YOUR GOAL: Please pull out each line in the rows below that contains the word "white", treating uppercase and lowercase as different.

ENTRIES:
● ● ● ● ● ● ●
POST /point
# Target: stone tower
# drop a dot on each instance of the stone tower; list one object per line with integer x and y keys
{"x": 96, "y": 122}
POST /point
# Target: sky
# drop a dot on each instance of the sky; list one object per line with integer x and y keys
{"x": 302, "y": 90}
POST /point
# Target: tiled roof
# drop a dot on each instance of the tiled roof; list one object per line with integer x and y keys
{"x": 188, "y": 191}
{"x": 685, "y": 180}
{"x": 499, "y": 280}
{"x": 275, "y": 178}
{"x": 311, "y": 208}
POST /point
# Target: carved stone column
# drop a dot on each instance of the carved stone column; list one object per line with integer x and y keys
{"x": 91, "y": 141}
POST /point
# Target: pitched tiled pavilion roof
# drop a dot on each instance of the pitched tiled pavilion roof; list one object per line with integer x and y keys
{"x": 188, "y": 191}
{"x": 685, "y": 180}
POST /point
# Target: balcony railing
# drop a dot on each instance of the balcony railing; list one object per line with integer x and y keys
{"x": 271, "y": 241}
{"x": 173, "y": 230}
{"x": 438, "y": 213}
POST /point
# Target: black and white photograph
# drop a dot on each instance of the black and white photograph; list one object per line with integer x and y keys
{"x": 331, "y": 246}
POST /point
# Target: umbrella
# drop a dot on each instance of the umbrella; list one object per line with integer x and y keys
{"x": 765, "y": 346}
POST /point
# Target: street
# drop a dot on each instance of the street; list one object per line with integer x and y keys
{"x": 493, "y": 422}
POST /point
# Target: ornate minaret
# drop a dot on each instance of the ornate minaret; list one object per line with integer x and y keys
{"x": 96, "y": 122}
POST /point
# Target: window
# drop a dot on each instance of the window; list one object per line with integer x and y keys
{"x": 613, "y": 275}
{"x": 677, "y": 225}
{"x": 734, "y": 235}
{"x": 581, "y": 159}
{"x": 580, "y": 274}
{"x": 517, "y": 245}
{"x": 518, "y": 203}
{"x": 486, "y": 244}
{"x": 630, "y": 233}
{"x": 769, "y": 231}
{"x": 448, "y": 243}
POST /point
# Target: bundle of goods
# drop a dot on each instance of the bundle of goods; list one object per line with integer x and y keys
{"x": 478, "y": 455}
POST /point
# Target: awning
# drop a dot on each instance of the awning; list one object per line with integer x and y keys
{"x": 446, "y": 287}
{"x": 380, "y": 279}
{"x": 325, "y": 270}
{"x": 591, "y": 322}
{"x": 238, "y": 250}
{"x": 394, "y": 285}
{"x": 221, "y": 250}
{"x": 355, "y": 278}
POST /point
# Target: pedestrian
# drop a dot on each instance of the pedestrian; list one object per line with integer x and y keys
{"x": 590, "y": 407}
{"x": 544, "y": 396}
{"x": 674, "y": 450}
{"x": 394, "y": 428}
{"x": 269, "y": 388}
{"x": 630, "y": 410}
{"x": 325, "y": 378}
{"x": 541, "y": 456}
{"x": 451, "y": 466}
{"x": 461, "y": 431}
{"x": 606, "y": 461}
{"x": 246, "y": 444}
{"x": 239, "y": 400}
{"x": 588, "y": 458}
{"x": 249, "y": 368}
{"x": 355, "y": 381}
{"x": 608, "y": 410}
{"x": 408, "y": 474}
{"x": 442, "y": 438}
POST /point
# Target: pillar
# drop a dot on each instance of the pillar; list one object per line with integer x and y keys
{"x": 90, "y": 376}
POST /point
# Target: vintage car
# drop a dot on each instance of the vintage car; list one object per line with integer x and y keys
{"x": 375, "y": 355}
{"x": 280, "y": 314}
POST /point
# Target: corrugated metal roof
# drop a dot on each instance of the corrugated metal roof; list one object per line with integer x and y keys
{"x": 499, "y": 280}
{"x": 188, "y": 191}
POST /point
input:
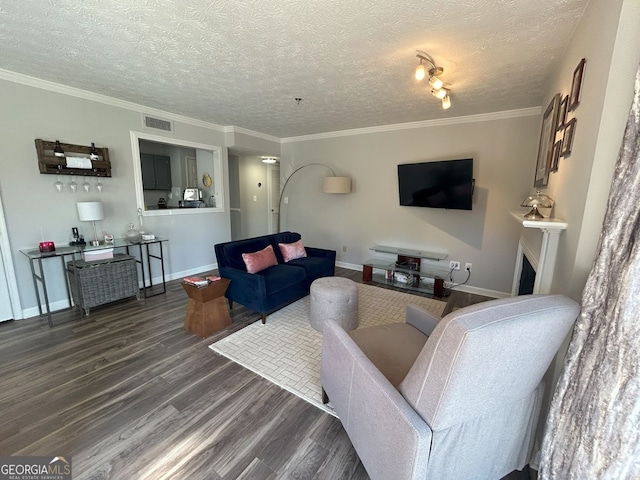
● ● ● ● ● ● ●
OUTPUT BELOW:
# Target: black and white photograph
# drop a dot on each instance of the black and white photograph; list one object per line with integer x and y keys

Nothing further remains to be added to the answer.